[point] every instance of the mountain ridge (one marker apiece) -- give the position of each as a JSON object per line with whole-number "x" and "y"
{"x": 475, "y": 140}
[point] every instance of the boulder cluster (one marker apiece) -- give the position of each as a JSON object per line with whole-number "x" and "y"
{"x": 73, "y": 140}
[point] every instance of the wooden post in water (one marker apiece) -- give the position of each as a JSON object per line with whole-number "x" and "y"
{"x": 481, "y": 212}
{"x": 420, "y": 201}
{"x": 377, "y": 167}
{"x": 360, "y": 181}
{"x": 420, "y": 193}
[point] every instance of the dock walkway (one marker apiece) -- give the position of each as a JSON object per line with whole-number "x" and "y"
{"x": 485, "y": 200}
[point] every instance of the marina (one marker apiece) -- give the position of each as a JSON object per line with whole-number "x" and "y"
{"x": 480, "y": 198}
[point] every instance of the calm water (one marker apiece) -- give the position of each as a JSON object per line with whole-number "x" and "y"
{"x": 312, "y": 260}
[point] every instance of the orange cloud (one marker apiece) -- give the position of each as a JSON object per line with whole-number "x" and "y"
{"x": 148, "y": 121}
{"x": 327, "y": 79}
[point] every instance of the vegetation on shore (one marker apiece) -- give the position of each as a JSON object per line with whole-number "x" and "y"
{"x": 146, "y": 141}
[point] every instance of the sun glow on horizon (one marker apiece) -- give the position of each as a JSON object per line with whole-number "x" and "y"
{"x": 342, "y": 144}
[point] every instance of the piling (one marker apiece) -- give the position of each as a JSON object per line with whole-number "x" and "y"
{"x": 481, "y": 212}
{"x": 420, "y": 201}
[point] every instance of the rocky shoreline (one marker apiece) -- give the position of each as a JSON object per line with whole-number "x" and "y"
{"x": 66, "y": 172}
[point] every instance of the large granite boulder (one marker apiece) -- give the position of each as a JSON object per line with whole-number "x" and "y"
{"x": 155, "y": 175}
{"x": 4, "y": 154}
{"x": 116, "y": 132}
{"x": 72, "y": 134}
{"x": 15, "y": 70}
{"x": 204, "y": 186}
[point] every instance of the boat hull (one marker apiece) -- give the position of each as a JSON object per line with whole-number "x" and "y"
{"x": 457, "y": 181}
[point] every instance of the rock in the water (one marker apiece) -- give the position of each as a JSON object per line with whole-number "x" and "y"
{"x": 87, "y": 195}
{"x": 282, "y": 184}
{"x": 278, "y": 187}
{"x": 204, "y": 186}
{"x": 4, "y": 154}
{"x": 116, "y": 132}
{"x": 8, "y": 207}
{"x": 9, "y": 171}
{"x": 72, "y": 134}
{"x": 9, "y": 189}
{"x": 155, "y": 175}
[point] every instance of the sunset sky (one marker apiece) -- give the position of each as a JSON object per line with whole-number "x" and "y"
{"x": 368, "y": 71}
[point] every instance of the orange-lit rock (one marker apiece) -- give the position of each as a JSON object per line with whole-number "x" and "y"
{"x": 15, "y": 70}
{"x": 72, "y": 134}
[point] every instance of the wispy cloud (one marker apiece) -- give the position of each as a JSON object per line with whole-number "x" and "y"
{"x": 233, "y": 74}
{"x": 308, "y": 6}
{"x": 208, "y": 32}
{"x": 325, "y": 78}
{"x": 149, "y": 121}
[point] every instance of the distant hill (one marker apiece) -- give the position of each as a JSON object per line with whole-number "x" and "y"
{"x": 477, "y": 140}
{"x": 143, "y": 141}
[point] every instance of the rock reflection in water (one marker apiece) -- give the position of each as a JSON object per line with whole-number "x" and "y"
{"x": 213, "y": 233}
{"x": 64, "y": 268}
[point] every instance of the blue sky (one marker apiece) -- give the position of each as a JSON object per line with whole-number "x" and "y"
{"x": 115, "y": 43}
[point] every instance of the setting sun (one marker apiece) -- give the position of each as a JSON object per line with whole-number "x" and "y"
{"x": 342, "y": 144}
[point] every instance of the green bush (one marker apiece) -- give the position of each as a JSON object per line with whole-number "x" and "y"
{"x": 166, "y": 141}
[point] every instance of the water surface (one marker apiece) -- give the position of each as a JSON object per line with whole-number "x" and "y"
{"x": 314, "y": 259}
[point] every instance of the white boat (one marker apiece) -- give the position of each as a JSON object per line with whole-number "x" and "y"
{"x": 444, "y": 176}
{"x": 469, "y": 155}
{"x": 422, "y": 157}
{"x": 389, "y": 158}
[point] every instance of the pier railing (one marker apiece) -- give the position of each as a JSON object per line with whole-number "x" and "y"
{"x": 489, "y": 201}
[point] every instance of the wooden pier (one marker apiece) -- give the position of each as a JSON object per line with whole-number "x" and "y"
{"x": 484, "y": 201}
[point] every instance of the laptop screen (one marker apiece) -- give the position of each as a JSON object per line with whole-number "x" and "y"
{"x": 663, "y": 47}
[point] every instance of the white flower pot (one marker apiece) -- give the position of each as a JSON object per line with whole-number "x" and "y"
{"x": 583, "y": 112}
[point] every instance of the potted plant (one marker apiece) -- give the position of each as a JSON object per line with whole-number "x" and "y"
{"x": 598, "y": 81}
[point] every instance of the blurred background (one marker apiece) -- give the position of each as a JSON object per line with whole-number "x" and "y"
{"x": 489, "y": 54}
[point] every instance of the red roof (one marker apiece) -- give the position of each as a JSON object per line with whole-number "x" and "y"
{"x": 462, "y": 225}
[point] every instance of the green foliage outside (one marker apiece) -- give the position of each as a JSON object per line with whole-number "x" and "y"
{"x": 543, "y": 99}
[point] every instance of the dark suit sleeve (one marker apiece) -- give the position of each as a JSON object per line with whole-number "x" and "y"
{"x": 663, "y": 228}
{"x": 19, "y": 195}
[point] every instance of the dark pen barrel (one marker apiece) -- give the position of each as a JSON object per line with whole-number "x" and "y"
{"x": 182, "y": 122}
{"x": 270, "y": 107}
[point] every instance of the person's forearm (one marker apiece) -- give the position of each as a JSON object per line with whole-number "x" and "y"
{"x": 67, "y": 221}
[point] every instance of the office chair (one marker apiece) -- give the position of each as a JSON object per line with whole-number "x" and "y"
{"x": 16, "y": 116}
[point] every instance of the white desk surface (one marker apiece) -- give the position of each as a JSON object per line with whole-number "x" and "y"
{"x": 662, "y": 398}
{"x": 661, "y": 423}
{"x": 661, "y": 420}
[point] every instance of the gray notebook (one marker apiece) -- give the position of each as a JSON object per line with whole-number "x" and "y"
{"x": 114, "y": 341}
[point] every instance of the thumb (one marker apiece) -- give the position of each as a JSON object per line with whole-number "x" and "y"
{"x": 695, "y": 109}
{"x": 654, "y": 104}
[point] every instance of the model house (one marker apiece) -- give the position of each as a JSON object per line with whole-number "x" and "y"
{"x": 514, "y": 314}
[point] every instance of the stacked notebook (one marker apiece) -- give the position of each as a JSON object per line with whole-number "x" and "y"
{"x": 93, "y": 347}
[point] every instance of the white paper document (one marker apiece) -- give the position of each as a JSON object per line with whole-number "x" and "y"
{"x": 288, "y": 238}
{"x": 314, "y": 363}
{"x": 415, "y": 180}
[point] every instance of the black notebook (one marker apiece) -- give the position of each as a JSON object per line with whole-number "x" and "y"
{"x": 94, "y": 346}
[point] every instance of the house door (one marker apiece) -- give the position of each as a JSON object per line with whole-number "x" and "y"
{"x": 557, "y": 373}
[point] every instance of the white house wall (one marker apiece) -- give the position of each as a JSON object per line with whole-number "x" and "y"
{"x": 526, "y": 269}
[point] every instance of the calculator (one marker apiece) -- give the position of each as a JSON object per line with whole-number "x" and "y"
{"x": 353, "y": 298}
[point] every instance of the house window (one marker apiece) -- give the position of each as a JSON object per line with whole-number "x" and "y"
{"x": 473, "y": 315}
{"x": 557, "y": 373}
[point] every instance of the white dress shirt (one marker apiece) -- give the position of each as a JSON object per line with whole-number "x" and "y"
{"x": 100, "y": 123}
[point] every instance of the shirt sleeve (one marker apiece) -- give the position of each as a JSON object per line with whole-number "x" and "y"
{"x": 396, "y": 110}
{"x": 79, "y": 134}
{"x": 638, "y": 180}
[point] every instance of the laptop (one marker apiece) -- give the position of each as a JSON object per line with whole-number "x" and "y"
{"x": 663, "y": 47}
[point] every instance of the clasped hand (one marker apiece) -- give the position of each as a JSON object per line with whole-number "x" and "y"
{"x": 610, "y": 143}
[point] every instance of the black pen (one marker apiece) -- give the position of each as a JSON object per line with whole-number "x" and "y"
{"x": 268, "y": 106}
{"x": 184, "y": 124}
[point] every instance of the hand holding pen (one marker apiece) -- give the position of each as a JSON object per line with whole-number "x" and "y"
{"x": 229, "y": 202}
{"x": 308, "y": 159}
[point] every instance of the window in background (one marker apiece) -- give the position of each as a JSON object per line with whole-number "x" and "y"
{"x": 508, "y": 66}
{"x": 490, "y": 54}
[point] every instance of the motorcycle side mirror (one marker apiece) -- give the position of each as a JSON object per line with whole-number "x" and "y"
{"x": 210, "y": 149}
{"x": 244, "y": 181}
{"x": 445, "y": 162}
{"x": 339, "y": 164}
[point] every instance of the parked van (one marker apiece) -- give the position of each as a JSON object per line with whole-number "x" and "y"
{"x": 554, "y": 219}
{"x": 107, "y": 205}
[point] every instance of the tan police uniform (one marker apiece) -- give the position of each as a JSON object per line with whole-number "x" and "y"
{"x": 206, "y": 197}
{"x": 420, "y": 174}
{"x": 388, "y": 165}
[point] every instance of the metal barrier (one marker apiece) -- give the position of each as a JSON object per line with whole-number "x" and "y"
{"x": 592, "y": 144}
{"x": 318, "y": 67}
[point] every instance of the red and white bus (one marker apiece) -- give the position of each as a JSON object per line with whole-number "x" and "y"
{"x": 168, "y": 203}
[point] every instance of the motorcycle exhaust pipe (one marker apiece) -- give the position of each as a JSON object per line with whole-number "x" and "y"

Description of the task
Starting at the line that contains "[point] every instance of the metal", retype each line through the end of the listing above and nothing else.

Response to this task
[point] every instance of the metal barrier (one marker apiece) -- give the position of each as a JSON object per line with whole-number "x" and "y"
{"x": 592, "y": 144}
{"x": 318, "y": 67}
[point] every instance of the red and white bus (one marker apiece) -- give the position of each as a JSON object per line with whole-number "x" and "y"
{"x": 168, "y": 203}
[point] every instance of the motorcycle exhaust pipe (one marker apiece) -- give the position of each as a JSON object per line with whole-number "x" and "y"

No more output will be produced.